**Text provided**
[start]
The learned district judge, considering that as a mortgage is a mere security for a debt and passes with the debt to any lawful holder thereof (Gallatin County v. Beattie, 3 Mont. 173; Holland v. Commissioners, 15 Mont. 460, 27 L. R. A. 797, 39 Pac. 575; Hull v. Diehl, 21 Mont. 71, 52 Pac. 782; Monidah Trust v. Sheehan, 45 Mont. 424, 123 Pac. 629), and that the situs of the notes under the doctrine of mobilia sequuntur personam is at the domicile of the owner, in this case being actually at his domicile, held that the mortgages *585 were not within the jurisdiction of this state and consequently not subject to taxation in this state. This conclusion is sound so far as the imposition of taxes upon the property itself is concerned. But is it conclusive as to whether a transfer, or succession tax, may be imposed thereon!
It is true that the state may not impose a property tax' upon the promissory notes which are evidences of debt secured' by mortgages of record upon real property in Montana. (Const., Art. XII, sec. 2; sec. 1998, Rev. Codes 1921.)
A tax on property must be limited to property actually within the jurisdiction of the taxing power. (State ex rel. Bankers’ Trust Co. v. Walker, 70 Mont. 484, 226 Pac. 894; State ex rel. Rankin v. Harrington, 68 Mont. 1, 217 Pac. 681.) An excise, or succession, tax is not a tax on property. “The burden or the tax is not imposed upon the property itself, but upon the privilege of acquiring property by inheritance.” (Gelsthorpe v. Furnell, 20 Mont. 299, 39 L. R. A. 170, 51 Pac. 267; In re Tuohy’s Estate, 35 Mont. 431, 90 Pac. 170.) It is a tax upon the transfer, transaction or right to receive property, as the supreme court of Wisconsin said in State v. Bullen, 143 Wis. 512, 128 N. W. 109. (Matter of Penfold’s Estate, 216 N. Y. 163, Ann. Cas. 1916A, 783, 110 N. E. 497; State of Colorado v. Harbeck, 232 N. Y. 71, 133 N. E. 357; Chaffin v. Johnson, 200 Iowa, 89, 204 N. W. 424; Walker v. People, 64 Colo. 143, 8 A. L. R. 855, 171 Pac. 747.)
The precise question is, can it be held, for the purpose of imposing a succession or transfer tax thereon, that the property affected by this proceeding is within the jurisdiction of the state!
[end]
**Entries supplied**
[start]
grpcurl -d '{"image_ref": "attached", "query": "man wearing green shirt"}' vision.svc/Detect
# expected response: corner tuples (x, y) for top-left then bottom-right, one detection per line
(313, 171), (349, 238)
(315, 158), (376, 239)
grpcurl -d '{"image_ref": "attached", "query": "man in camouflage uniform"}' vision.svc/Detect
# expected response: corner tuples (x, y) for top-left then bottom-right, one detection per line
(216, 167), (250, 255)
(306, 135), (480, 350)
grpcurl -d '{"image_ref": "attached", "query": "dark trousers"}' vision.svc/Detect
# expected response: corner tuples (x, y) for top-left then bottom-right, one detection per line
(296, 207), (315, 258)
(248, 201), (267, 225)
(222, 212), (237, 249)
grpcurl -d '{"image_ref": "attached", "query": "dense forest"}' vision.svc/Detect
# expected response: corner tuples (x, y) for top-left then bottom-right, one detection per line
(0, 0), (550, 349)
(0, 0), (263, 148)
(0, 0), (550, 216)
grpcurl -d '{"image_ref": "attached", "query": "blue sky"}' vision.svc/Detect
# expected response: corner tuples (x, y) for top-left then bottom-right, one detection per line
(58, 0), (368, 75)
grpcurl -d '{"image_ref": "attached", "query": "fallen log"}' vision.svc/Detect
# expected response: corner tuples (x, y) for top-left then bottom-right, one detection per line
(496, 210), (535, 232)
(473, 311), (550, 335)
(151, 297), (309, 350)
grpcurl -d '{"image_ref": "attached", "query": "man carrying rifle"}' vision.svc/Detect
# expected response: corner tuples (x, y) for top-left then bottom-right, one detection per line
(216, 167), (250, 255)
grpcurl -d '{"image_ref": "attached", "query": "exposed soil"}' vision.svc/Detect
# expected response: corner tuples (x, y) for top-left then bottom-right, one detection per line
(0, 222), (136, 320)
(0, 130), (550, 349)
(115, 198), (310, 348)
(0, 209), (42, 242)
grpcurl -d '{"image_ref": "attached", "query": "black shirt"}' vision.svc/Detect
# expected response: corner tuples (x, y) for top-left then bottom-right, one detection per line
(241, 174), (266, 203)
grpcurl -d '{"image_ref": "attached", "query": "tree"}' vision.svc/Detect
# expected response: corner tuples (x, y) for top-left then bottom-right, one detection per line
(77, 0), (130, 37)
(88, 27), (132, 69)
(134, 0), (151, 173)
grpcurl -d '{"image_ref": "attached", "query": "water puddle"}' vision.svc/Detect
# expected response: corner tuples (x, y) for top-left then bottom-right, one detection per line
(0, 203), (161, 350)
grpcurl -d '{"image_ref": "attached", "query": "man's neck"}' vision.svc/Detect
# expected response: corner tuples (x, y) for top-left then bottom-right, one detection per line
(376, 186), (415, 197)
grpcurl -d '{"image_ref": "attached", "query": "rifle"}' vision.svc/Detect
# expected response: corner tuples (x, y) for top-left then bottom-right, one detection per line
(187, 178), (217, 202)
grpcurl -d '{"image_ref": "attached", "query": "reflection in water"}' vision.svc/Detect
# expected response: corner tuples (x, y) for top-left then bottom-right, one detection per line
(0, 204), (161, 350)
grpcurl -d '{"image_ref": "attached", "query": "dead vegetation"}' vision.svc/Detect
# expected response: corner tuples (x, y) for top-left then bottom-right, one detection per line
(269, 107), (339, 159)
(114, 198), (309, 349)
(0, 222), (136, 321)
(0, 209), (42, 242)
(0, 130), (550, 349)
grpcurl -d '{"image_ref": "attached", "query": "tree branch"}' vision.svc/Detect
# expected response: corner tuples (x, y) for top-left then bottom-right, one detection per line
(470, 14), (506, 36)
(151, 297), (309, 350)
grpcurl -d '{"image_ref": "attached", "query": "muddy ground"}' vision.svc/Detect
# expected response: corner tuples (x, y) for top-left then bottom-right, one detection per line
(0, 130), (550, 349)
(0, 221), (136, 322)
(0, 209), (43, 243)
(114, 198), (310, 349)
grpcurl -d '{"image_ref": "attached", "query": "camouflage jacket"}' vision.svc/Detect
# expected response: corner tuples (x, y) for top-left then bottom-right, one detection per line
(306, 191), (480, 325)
[end]
**Problem details**
Continue the court opinion on the succession tax and the Montana mortgages, starting right after its last sentence.

**Output of the task**
“According to the fact of power” the question must be answered in the affirmative. The reason is that the state has jurisdiction of the person and property of the debtor and the creditor must come into this state and apply to the jurisdiction of our courts if he is obliged to enforce his demand by process of law. This principle is recognized in State ex rel. Bankers’ Trust Co. v. Walker, supra, and has been variously *586 invoked. (Blackstone v. Miller, 188 U. S. 189, 47 L. Ed. 439, 23 Sup. Ct. Rep. 277 [see, also, Rose’s U. S. Notes]; Liverpool & London & Globe Ins. Co. v. Board of Assessors, 221 U. S. 346, L. R. A. 1915C, 903, 55 L. Ed. 762, 31 Sup. Ct. Rep. 550; Matter of Houdayer, 150 N. Y. 37, 55 Am. St. Rep. 642, 34 L. R. A. 235, 44 N. E. 718; State ex rel. Graff v. Probate Court, supra; State ex rel. Marsh v. Probate Court, 168 Minn. 508, 210 N. W. 389; Hoyt v. Keegan, 183 Iowa, 592, 167 N. W. 521; Chaffin v. Johnson, 200 Iowa, 89, 204 N. W. 424; In re Rogers’ Estate, 149 Mich. 305, 119 Am. St. Rep. 677, 11 L. R. A. (n. s.) 1134, 112 N. W. 931.)
What of the character of the debt? The promissory notes are mere evidences of debt secured by mortgages. “The general rule of law is well settled, that for the purpose of founding administration all simple • contract debts are assets at the domicile of the debtor; and that the locality of such a debt for this purpose is not affected by a bill of exchange or promissory note having been given for it, because the bill or note does not alter the nature of the debt, but is merely evidence of it, and therefore the debt is assets where the debtor lives, without regard to the place where the instrument is found or payable ” (citing cases). (Wyman v. Halstead, 109 U. S. 654, 27 L. Ed. 1068, 3 Sup. Ct. Rep. 417.)
The debtor must pay his debt no matter whether the original creditor, the payee, or another, owns the evidence of the debt. If the debtor refuses to pay, the creditor- — -the holder of the evidence of the debt — must come into the debtor’s state and ask the assistance of its courts to make the debtor pay. In this case the holders of the mortgage debt must come into Montana, if the debtors do not pay, to obtain judgment on the notes and to foreclose the mortgages. This state has jurisdiction of the persons of the debtors and of the property mortgaged.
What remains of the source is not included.